Where the line with "Query: sunglasses on man's face" appears below, start writing out lines exactly, and finish with the line with "Where can the navy shorts", which is included; write out nothing else.

__Point localization data__.
☆ ☆ ☆ ☆ ☆ ☆ ☆

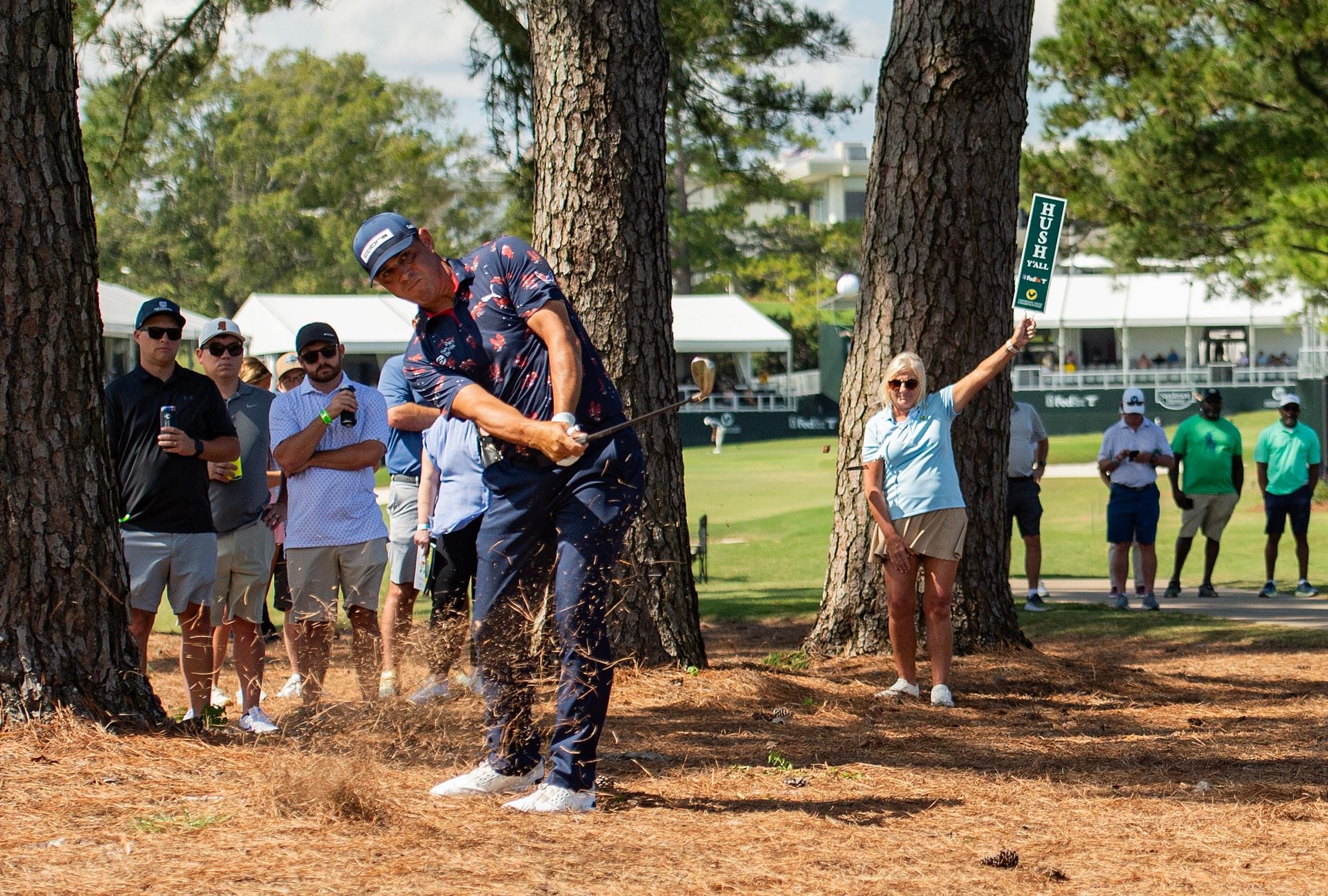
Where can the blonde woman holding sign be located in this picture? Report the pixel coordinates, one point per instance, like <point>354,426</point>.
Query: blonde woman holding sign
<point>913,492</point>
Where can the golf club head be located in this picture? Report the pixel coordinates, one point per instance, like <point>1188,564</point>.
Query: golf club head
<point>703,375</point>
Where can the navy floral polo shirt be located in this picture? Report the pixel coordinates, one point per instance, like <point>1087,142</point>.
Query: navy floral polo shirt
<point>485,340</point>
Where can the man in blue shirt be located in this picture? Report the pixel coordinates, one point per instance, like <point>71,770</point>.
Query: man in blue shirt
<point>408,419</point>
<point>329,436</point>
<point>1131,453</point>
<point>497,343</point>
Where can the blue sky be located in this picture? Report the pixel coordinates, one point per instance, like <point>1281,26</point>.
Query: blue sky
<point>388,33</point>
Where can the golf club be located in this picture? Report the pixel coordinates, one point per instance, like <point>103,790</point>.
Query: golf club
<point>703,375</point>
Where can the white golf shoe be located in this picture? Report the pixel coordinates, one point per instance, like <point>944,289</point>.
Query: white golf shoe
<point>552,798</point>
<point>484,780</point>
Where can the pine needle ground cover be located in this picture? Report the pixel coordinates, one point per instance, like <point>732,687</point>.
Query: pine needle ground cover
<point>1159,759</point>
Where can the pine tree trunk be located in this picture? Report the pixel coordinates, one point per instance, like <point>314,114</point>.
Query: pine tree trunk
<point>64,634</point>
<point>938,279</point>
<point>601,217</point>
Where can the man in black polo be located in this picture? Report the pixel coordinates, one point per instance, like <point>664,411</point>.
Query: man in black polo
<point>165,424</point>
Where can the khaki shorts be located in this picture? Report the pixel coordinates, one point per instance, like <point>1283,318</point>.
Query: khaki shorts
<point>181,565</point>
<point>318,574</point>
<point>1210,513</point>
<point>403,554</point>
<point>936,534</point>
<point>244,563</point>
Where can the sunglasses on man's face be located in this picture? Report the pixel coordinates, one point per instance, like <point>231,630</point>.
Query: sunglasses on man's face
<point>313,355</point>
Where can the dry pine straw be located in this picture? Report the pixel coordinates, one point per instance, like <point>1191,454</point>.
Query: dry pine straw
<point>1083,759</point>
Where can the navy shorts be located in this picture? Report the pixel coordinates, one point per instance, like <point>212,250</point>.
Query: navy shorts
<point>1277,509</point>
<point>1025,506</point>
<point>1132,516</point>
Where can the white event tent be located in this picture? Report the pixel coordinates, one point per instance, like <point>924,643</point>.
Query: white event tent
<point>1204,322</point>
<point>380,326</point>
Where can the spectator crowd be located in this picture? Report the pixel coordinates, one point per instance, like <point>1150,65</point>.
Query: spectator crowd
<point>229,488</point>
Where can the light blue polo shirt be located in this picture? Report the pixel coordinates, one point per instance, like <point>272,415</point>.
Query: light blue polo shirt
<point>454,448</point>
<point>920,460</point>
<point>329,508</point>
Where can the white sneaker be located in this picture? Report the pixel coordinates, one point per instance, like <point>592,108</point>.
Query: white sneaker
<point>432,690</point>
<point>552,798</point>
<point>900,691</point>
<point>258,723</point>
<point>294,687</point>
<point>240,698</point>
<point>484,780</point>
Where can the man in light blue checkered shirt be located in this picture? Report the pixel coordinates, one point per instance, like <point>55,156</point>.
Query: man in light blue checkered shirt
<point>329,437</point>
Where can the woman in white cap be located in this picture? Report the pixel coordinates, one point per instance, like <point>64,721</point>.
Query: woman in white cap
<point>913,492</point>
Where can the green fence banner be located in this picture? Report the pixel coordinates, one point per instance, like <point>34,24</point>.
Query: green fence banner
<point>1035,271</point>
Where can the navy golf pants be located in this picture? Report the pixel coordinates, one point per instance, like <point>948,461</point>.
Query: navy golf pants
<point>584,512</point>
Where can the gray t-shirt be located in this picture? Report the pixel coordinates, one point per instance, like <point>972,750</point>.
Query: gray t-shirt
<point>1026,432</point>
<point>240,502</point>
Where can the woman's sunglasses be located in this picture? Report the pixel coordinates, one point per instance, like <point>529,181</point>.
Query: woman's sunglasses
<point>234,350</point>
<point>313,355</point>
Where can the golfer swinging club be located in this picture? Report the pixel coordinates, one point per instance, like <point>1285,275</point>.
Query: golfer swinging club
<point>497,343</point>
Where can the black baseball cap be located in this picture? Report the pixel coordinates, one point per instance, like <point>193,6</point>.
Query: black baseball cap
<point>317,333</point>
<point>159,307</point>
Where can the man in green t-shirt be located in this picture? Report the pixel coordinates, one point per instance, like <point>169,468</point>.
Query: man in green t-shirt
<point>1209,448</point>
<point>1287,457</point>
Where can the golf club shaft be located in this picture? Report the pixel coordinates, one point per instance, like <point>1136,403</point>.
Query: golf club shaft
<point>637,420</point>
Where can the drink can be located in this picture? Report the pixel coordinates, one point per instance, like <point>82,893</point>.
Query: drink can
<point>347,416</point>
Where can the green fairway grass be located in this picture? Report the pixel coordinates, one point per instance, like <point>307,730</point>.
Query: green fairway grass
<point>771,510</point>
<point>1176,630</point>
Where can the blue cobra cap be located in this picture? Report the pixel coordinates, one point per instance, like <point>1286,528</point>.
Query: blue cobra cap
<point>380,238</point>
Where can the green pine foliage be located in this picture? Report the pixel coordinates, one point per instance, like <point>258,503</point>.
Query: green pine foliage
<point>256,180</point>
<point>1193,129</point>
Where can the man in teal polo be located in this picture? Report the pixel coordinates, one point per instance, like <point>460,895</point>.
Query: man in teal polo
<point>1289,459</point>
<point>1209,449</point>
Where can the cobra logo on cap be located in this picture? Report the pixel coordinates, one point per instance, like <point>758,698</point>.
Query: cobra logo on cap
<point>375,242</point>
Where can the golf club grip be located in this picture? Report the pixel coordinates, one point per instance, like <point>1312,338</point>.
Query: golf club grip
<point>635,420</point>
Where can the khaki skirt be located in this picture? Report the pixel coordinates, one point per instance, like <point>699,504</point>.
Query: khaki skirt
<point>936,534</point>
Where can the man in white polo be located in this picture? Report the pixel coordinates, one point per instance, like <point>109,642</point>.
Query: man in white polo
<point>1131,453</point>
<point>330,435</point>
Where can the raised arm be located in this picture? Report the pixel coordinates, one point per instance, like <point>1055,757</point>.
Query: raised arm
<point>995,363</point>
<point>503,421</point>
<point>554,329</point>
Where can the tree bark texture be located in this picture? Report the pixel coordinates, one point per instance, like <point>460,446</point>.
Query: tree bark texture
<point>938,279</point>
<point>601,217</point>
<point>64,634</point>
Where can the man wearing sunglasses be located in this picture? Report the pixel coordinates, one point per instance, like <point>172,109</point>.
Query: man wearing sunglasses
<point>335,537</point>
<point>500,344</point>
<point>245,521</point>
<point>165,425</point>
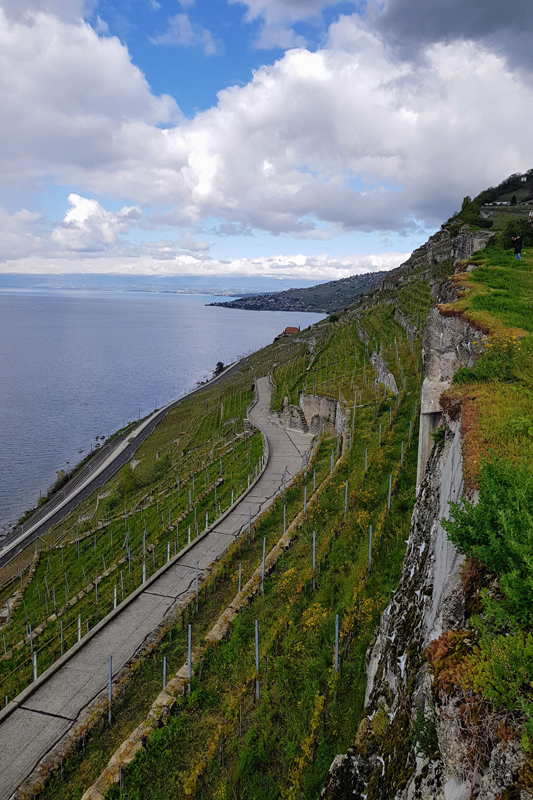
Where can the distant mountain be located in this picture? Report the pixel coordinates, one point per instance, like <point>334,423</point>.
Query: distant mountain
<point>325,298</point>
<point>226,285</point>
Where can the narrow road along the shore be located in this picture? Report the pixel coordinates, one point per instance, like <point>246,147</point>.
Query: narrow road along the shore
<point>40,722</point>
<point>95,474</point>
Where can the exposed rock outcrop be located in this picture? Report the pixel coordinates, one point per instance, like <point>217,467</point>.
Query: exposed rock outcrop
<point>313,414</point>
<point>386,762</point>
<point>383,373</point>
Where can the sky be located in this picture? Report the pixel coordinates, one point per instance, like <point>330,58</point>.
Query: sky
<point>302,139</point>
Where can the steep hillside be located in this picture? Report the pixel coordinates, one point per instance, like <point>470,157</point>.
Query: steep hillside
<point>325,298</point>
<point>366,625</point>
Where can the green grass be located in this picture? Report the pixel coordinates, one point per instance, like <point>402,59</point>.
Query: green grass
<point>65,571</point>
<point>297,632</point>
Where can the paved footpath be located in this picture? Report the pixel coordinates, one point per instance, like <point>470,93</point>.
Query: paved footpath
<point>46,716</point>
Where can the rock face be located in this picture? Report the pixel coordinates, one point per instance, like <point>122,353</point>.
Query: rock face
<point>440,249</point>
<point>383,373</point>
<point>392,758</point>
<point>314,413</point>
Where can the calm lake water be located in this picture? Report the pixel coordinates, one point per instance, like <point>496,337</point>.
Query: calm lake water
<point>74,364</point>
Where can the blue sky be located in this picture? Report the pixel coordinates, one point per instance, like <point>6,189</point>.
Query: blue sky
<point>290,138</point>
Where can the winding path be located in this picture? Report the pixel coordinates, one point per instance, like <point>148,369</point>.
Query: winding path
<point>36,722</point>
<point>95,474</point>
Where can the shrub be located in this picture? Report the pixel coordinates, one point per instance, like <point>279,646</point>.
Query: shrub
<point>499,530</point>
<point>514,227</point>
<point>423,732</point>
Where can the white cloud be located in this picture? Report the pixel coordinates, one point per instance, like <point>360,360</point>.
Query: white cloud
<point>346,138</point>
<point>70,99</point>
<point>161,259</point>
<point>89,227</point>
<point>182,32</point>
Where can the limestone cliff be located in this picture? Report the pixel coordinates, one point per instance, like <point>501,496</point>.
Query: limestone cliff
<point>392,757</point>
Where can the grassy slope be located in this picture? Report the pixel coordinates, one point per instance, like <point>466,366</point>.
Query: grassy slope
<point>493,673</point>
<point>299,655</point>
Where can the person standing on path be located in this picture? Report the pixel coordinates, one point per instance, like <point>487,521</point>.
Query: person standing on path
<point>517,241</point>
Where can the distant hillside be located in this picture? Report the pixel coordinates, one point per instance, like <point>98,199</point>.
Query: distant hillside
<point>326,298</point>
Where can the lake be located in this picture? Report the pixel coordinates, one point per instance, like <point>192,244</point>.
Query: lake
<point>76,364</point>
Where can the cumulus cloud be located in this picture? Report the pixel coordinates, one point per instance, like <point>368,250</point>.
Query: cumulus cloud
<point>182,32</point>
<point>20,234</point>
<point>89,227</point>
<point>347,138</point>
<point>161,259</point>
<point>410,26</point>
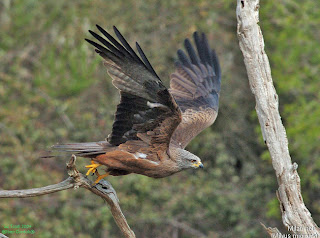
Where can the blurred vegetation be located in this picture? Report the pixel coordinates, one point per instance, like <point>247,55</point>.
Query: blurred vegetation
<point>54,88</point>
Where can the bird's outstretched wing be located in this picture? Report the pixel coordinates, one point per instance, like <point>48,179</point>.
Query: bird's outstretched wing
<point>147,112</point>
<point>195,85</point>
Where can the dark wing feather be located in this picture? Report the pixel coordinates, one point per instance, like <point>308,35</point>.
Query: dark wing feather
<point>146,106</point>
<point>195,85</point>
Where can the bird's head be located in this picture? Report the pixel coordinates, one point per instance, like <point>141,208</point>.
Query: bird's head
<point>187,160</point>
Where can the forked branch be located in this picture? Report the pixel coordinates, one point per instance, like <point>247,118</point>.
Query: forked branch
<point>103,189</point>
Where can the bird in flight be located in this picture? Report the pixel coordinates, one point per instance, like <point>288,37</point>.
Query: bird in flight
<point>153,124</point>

☆ ☆ ☆ ☆ ☆ ☆ ☆

__YOUR RESPONSE__.
Query: sunglasses on man's face
<point>313,355</point>
Where can the dry pine straw be located in this picture? Report the pixel coordinates, one point per instance, like <point>1191,454</point>.
Query: dry pine straw
<point>1083,759</point>
Where can the navy shorts be located in this picture? Report the pixel coordinates, one point per instance, like <point>212,250</point>.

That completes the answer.